• _SUPPLIED RECORDS_
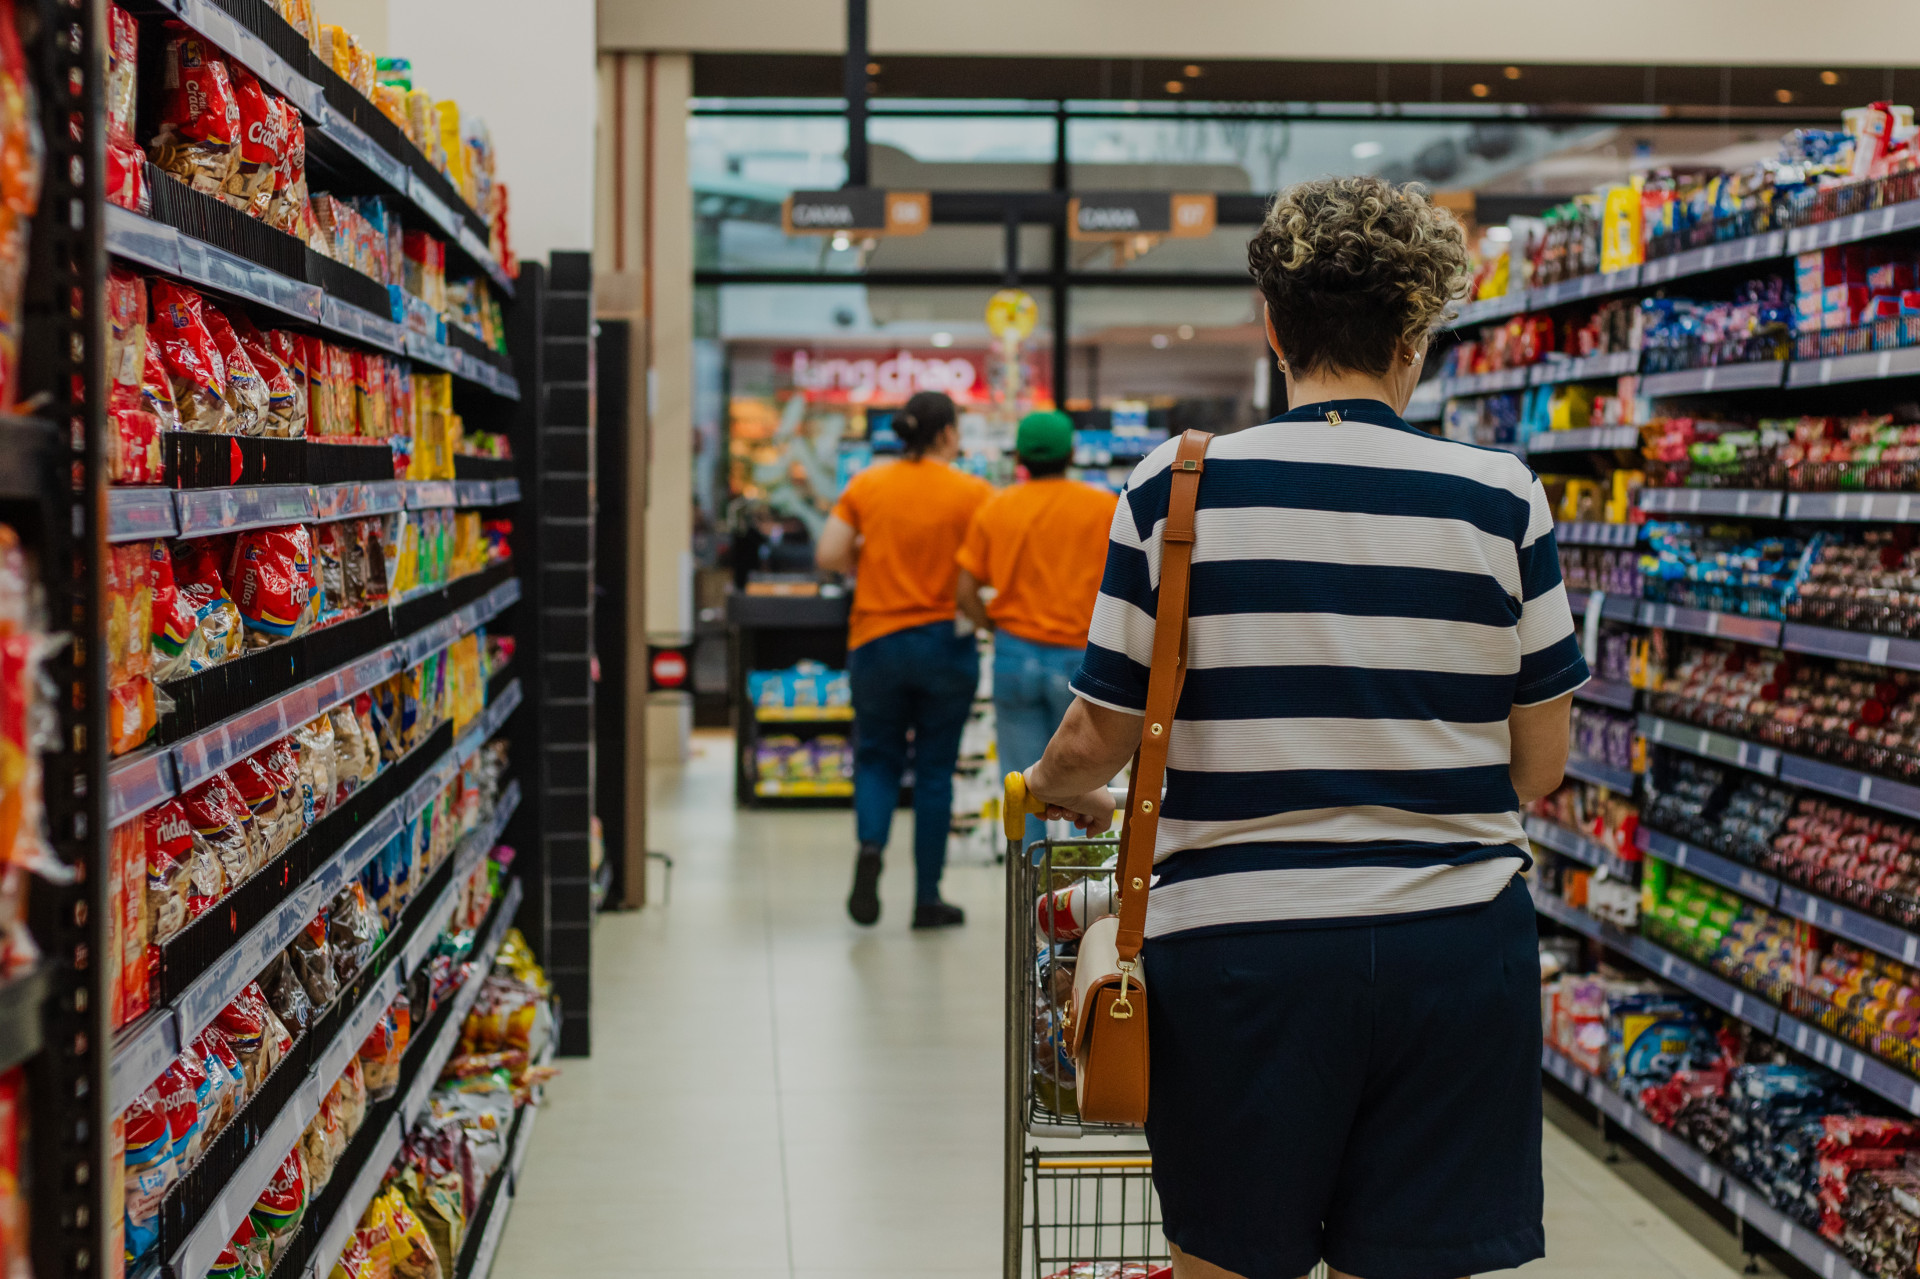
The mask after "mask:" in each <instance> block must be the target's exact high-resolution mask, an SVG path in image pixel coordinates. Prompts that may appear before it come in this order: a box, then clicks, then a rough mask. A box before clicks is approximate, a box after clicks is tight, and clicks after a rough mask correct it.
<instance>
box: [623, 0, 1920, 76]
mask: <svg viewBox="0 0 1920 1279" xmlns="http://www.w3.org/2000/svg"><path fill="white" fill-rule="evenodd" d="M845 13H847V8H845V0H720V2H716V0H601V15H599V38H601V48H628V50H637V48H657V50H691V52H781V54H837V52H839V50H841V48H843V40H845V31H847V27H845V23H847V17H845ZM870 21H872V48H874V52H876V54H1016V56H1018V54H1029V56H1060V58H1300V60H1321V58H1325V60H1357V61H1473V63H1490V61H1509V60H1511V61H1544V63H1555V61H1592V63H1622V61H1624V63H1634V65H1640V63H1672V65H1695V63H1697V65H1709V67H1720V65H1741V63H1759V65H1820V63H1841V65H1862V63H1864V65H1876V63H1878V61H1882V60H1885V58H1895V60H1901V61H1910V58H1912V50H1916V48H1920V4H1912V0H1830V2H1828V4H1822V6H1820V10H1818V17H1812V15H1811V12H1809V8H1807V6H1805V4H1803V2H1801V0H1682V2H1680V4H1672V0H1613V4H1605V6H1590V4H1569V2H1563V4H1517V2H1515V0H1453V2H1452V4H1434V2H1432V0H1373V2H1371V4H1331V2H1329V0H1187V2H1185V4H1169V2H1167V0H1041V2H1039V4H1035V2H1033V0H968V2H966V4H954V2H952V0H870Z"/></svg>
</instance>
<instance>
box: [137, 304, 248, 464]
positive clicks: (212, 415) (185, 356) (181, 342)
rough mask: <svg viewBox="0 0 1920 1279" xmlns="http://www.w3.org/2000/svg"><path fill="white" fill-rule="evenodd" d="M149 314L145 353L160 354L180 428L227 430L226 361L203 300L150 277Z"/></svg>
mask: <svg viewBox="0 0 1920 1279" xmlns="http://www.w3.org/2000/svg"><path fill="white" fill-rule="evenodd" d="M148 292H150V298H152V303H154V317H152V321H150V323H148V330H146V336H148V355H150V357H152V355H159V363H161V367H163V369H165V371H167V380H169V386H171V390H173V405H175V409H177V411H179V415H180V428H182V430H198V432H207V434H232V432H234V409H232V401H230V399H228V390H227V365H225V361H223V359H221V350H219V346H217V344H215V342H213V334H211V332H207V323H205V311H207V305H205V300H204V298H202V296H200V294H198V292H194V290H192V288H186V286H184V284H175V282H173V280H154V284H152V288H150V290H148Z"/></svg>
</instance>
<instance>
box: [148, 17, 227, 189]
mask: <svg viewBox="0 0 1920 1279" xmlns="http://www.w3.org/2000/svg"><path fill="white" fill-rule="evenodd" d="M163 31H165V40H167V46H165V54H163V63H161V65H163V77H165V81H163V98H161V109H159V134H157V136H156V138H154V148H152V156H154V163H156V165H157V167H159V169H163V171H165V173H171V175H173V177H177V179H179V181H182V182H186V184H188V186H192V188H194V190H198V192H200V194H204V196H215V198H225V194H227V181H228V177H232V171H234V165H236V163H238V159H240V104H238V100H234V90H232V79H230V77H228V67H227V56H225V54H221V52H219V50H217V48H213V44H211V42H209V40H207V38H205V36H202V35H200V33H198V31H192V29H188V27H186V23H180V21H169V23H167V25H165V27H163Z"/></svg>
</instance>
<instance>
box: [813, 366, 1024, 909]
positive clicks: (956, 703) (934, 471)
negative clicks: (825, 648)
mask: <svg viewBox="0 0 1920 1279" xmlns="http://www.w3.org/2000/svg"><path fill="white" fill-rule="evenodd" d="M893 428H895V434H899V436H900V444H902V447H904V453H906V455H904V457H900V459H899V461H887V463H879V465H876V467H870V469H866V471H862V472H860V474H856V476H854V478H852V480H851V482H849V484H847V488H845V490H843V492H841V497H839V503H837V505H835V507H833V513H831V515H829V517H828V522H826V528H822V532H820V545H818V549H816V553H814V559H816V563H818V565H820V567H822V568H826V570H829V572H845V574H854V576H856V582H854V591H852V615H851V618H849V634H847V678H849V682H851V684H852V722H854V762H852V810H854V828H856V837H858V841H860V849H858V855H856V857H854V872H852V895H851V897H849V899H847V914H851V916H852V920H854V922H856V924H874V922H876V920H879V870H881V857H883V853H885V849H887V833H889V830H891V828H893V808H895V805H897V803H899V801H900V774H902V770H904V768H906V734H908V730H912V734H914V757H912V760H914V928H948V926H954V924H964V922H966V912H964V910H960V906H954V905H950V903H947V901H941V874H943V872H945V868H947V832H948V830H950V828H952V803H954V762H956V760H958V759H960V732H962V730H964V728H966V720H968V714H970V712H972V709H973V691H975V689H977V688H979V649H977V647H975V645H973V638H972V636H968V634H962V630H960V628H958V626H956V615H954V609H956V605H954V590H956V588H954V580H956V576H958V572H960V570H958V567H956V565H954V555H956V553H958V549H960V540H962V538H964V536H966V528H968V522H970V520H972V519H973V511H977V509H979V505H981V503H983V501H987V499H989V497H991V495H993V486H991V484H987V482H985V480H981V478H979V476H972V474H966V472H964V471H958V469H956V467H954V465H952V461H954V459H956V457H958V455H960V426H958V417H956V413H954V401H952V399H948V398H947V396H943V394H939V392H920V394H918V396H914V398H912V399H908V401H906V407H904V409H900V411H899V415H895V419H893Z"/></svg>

• _YOUR GOAL_
Could you output the full set of entries exactly, skipping every picture?

• _EXPECTED ANSWER_
The mask after "mask:" in each <instance> block must be the target's exact high-resolution mask, an SVG path in image pixel coordinates. Prompts that may appear before it come in this order: a box, then clicks, then a rough mask. A box before clicks is approximate, a box after clicks is tight, and clicks after a rough mask correct it.
<instance>
box: [623, 0, 1920, 76]
mask: <svg viewBox="0 0 1920 1279" xmlns="http://www.w3.org/2000/svg"><path fill="white" fill-rule="evenodd" d="M845 13H847V8H845V0H720V2H716V0H601V15H599V38H601V48H628V50H637V48H657V50H691V52H781V54H837V52H839V50H841V48H843V40H845V31H847V27H845V23H847V17H845ZM870 21H872V48H874V52H876V54H1016V56H1018V54H1029V56H1060V58H1300V60H1321V58H1325V60H1357V61H1473V63H1490V61H1509V60H1511V61H1544V63H1555V61H1592V63H1622V61H1624V63H1634V65H1640V63H1672V65H1695V63H1697V65H1709V67H1720V65H1741V63H1759V65H1820V63H1841V65H1862V63H1864V65H1876V63H1878V61H1882V60H1885V58H1895V60H1901V61H1910V58H1912V50H1916V48H1920V4H1912V0H1830V2H1828V4H1822V6H1820V10H1818V17H1812V15H1811V12H1809V8H1807V6H1805V4H1803V2H1801V0H1682V2H1680V4H1672V0H1613V4H1605V6H1590V4H1569V2H1563V4H1517V2H1515V0H1453V2H1452V4H1434V2H1432V0H1373V2H1371V4H1331V2H1329V0H1187V2H1185V4H1169V2H1167V0H1041V2H1039V4H1035V2H1033V0H968V2H966V4H954V2H952V0H870Z"/></svg>
</instance>
<instance>
box: [137, 304, 248, 464]
positive clicks: (212, 415) (185, 356) (181, 342)
rough mask: <svg viewBox="0 0 1920 1279" xmlns="http://www.w3.org/2000/svg"><path fill="white" fill-rule="evenodd" d="M149 314L145 353L160 354L180 428L227 430L226 361L203 300L150 277Z"/></svg>
mask: <svg viewBox="0 0 1920 1279" xmlns="http://www.w3.org/2000/svg"><path fill="white" fill-rule="evenodd" d="M148 292H150V298H152V303H154V317H152V321H150V323H148V330H146V336H148V355H150V357H152V355H159V363H161V367H163V369H165V371H167V380H169V386H171V390H173V405H175V409H177V411H179V415H180V428H182V430H198V432H207V434H232V432H234V409H232V401H230V399H228V390H227V365H225V361H223V359H221V350H219V346H217V344H215V342H213V334H211V332H207V323H205V311H207V305H205V300H204V298H202V296H200V294H198V292H194V290H192V288H186V286H184V284H175V282H173V280H154V284H152V288H150V290H148Z"/></svg>
</instance>
<instance>
box: [148, 17, 227, 189]
mask: <svg viewBox="0 0 1920 1279" xmlns="http://www.w3.org/2000/svg"><path fill="white" fill-rule="evenodd" d="M163 31H165V40H167V46H165V54H163V63H161V65H163V77H165V81H163V98H161V109H159V134H157V136H156V138H154V148H152V156H154V163H156V165H157V167H159V169H163V171H165V173H171V175H173V177H177V179H179V181H182V182H186V184H188V186H192V188H194V190H198V192H200V194H204V196H215V198H225V194H227V181H228V177H232V171H234V165H236V163H238V159H240V104H238V100H234V90H232V79H230V77H228V67H227V56H225V54H221V52H219V50H217V48H213V44H211V42H209V40H207V38H205V36H202V35H200V33H198V31H192V29H188V27H186V23H180V21H169V23H167V25H165V27H163Z"/></svg>
</instance>
<instance>
box: [813, 366, 1024, 909]
positive clicks: (956, 703) (934, 471)
negative clicks: (825, 648)
mask: <svg viewBox="0 0 1920 1279" xmlns="http://www.w3.org/2000/svg"><path fill="white" fill-rule="evenodd" d="M893 428H895V434H899V436H900V444H902V447H904V453H906V455H904V457H900V459H899V461H887V463H879V465H876V467H870V469H866V471H862V472H860V474H856V476H854V478H852V480H851V482H849V484H847V488H845V490H843V492H841V497H839V503H837V505H835V507H833V513H831V515H829V517H828V522H826V528H822V532H820V545H818V549H816V553H814V559H816V563H818V565H820V567H822V568H826V570H829V572H845V574H854V576H856V582H854V591H852V615H851V618H849V634H847V678H849V682H851V684H852V722H854V762H852V810H854V828H856V837H858V841H860V849H858V855H856V857H854V872H852V895H851V897H849V899H847V914H851V916H852V920H854V922H856V924H874V922H876V920H879V870H881V857H883V853H885V849H887V833H889V830H891V828H893V808H895V805H897V803H899V801H900V774H902V770H904V768H906V734H908V730H912V734H914V757H912V760H914V928H948V926H954V924H964V922H966V912H964V910H960V906H954V905H950V903H947V901H941V874H943V872H945V868H947V832H948V830H950V828H952V803H954V762H956V760H958V759H960V732H962V730H964V728H966V720H968V714H970V712H972V709H973V691H975V689H977V688H979V649H977V647H975V645H973V638H972V636H968V634H962V630H960V628H958V626H956V615H954V609H956V605H954V590H956V588H954V580H956V576H958V572H960V570H958V567H956V565H954V555H956V553H958V549H960V540H962V538H964V536H966V528H968V522H970V520H972V519H973V511H977V509H979V505H981V503H983V501H987V499H989V497H991V495H993V486H991V484H987V482H985V480H981V478H979V476H972V474H966V472H964V471H958V469H956V467H954V465H952V461H954V459H956V457H958V455H960V426H958V417H956V413H954V401H952V399H948V398H947V396H943V394H939V392H920V394H918V396H914V398H912V399H908V401H906V407H904V409H900V411H899V415H895V419H893Z"/></svg>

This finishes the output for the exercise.